**TEXT TO READ:**
++++++++++++++++++++

Could you please embellish further by what you mean by this statement? What do you mean by a "different black woman"?? And in which ways do you prove this? :confused:

Not trying to stir up contentions...just genuinely curious, because Idk if this may have come off the wrong way..... :look:
 
^ I don't know you so don't take it personally but you sure come off like one of these black women that take the same amount or more stuff from men of different races. I hope thats not the case and it just looks like it in the thread. I'm also intrigued when people regardless of race/gender would prefer dating someone different than them if there is the equivalent of the same race as general you. How do y'all come to that determination? Not judging just curious cause I would choose my own if everything was equal or close enough where it wasn't a big difference.

++++++++++++++++++++

**GOAL 1:** In the forum posts, what would the writer of the last paragraph choose if everything was equal or close enough?
**GOAL 2:** Shorten the paragraph of the forum posts that opens with "^ I don't know you", keeping its main points.
**GOAL 3:** Repeat word for word the part of the forum posts that begins with "Not trying to" and ends after "a big difference.".

++++++++++++++++++++

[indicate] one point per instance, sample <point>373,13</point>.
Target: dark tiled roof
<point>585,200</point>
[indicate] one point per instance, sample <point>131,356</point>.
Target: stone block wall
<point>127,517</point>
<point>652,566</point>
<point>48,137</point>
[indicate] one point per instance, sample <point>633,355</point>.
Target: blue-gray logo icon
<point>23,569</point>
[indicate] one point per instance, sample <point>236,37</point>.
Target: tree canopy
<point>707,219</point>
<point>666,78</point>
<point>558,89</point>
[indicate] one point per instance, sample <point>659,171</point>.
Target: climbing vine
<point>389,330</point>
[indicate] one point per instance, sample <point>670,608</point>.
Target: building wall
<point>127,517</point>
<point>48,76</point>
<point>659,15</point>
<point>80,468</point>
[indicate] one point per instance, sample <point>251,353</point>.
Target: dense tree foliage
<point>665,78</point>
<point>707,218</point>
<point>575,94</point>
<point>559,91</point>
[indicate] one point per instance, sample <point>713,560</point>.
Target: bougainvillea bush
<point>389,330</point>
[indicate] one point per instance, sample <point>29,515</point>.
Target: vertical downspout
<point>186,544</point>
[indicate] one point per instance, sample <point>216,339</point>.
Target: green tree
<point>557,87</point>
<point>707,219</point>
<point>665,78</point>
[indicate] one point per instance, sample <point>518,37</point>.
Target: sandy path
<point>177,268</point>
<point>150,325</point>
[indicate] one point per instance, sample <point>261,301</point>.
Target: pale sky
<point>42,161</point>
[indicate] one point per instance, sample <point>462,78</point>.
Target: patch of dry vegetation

++++++++++++++++++++

**EXERCISE ANSWER 1:** Someone of the writer's own race.

**EXERCISE ANSWER 2:** The writer says the other person seems like one of the black women who put up with as much or more from men of other races, and hopes this is only how it looks in the thread. The writer also wonders how people of any race or gender decide to prefer dating someone different when an equal match of their own race exists. The writer says this is not judgment but curiosity, and would personally choose their own if everything was equal or close enough.

**EXERCISE ANSWER 3:**
Not trying to stir up contentions...just genuinely curious, because Idk if this may have come off the wrong way..... :look:
 
^ I don't know you so don't take it personally but you sure come off like one of these black women that take the same amount or more stuff from men of different races. I hope thats not the case and it just looks like it in the thread. I'm also intrigued when people regardless of race/gender would prefer dating someone different than them if there is the equivalent of the same race as general you. How do y'all come to that determination? Not judging just curious cause I would choose my own if everything was equal or close enough where it wasn't a big difference.